## Task statement
Each line of the data below holding the word "distant" must be copied.

## Records for processing
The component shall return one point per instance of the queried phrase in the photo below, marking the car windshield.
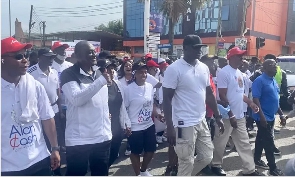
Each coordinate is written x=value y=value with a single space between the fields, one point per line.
x=287 y=64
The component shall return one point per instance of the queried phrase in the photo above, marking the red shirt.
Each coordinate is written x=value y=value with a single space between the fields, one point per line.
x=209 y=111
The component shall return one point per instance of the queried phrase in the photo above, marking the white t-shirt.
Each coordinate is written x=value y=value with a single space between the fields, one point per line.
x=60 y=68
x=152 y=80
x=22 y=145
x=232 y=79
x=247 y=85
x=50 y=83
x=139 y=103
x=190 y=83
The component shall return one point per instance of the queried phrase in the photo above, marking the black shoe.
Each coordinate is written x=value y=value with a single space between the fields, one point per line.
x=276 y=151
x=261 y=164
x=250 y=135
x=255 y=173
x=218 y=171
x=171 y=171
x=276 y=172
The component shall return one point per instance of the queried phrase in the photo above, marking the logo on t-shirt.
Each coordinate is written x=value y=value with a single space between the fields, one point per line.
x=145 y=113
x=22 y=137
x=240 y=82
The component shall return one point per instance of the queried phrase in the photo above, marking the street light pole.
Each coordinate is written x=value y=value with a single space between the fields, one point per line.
x=9 y=19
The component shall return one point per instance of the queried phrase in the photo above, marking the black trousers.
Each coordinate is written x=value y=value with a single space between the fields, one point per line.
x=41 y=168
x=96 y=154
x=115 y=148
x=264 y=140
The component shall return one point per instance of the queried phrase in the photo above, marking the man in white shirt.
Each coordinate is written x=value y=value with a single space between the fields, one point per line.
x=230 y=86
x=186 y=90
x=48 y=77
x=88 y=125
x=25 y=113
x=59 y=64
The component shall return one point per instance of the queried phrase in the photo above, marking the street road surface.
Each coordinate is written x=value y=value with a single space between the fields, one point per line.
x=232 y=164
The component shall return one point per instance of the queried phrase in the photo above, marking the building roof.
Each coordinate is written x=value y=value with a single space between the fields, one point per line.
x=93 y=35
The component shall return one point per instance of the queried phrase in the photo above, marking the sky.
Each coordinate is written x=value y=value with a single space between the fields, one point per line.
x=60 y=15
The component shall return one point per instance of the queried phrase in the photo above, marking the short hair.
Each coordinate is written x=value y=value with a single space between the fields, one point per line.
x=270 y=56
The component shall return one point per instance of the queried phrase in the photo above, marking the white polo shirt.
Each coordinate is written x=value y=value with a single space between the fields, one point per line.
x=22 y=145
x=139 y=102
x=232 y=79
x=86 y=98
x=50 y=83
x=60 y=68
x=189 y=82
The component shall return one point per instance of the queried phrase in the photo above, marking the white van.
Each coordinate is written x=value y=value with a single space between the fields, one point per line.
x=287 y=63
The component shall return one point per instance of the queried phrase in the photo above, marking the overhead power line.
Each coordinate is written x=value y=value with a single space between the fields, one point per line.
x=41 y=12
x=98 y=5
x=90 y=15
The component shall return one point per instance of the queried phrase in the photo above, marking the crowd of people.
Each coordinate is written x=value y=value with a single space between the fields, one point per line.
x=86 y=106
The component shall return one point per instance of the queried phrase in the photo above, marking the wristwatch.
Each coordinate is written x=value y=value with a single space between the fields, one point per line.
x=55 y=149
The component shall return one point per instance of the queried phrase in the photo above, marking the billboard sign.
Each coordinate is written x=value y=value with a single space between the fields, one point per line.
x=156 y=22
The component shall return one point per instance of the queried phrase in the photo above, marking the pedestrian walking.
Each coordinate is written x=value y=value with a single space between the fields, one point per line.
x=265 y=91
x=231 y=91
x=139 y=101
x=186 y=90
x=25 y=113
x=88 y=125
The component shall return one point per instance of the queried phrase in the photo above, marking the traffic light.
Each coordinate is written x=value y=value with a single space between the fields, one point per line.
x=260 y=42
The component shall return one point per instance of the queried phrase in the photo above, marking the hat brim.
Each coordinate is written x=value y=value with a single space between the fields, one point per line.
x=140 y=67
x=21 y=47
x=49 y=54
x=200 y=45
x=241 y=52
x=63 y=45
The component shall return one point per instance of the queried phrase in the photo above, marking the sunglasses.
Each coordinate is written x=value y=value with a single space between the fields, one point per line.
x=19 y=56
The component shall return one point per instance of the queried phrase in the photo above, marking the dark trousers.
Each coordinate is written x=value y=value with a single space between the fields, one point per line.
x=211 y=126
x=264 y=140
x=160 y=133
x=115 y=148
x=41 y=168
x=96 y=154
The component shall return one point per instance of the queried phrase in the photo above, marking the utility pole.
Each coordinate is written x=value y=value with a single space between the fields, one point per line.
x=9 y=19
x=218 y=31
x=243 y=25
x=43 y=36
x=30 y=23
x=146 y=25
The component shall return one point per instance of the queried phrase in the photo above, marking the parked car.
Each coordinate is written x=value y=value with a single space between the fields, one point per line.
x=287 y=63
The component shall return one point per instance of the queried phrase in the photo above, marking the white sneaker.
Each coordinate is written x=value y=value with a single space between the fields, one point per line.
x=146 y=173
x=159 y=139
x=164 y=139
x=127 y=153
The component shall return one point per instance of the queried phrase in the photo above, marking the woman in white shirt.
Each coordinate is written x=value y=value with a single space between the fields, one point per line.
x=125 y=73
x=140 y=107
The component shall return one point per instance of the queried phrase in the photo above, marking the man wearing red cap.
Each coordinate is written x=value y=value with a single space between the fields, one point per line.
x=230 y=86
x=26 y=112
x=60 y=64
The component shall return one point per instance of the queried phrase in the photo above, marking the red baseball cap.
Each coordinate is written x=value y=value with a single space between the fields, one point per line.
x=58 y=44
x=148 y=56
x=9 y=45
x=163 y=65
x=152 y=63
x=235 y=51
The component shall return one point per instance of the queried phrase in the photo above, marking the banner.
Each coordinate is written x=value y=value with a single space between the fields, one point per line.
x=156 y=22
x=70 y=50
x=94 y=43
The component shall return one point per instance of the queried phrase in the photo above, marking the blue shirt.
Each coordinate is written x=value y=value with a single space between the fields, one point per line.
x=266 y=89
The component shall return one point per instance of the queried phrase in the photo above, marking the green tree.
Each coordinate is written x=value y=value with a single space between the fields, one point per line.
x=174 y=9
x=115 y=27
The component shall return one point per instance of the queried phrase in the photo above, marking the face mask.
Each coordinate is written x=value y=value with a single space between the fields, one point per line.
x=60 y=57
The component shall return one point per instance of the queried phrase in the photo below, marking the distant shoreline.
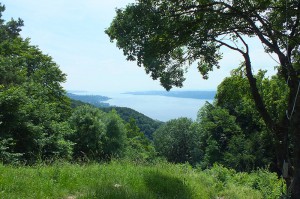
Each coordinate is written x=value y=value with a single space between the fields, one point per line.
x=209 y=95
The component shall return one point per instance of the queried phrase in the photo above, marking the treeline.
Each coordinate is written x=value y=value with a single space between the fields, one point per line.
x=229 y=131
x=38 y=123
x=95 y=100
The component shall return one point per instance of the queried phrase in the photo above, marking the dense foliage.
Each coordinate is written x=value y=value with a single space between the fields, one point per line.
x=164 y=37
x=33 y=105
x=146 y=124
x=131 y=181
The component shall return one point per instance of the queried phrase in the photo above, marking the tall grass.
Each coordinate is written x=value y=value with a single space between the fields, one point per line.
x=129 y=180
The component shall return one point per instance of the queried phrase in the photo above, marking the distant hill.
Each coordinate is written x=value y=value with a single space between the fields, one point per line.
x=146 y=124
x=209 y=95
x=96 y=100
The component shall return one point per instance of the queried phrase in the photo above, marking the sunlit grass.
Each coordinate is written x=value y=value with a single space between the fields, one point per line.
x=129 y=180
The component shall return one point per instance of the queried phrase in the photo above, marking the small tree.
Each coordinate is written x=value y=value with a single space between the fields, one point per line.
x=178 y=141
x=89 y=132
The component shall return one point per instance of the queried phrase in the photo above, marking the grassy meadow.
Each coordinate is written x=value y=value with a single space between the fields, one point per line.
x=128 y=180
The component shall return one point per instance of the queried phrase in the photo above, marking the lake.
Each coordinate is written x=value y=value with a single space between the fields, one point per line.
x=157 y=107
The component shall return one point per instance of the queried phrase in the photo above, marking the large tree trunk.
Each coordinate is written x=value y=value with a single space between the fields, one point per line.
x=295 y=185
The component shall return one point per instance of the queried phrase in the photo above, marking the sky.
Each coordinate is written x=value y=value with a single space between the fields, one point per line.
x=72 y=33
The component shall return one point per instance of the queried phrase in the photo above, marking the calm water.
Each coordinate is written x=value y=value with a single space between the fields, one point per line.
x=158 y=107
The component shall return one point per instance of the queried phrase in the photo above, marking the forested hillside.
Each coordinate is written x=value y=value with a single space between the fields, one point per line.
x=245 y=144
x=147 y=125
x=95 y=100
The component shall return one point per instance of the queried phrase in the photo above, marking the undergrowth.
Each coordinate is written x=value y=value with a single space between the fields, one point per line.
x=122 y=179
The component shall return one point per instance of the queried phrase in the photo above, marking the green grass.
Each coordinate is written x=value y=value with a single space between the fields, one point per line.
x=128 y=180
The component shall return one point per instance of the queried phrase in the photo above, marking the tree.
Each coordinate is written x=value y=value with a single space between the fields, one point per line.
x=115 y=141
x=139 y=148
x=165 y=36
x=33 y=105
x=219 y=135
x=178 y=141
x=89 y=132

## Task result
The component shall return one point per instance of the queried phrase in the photo below, marking the distant shoreline.
The component shall return one point per instance of the queried phrase in the photo above, marking the distant hill.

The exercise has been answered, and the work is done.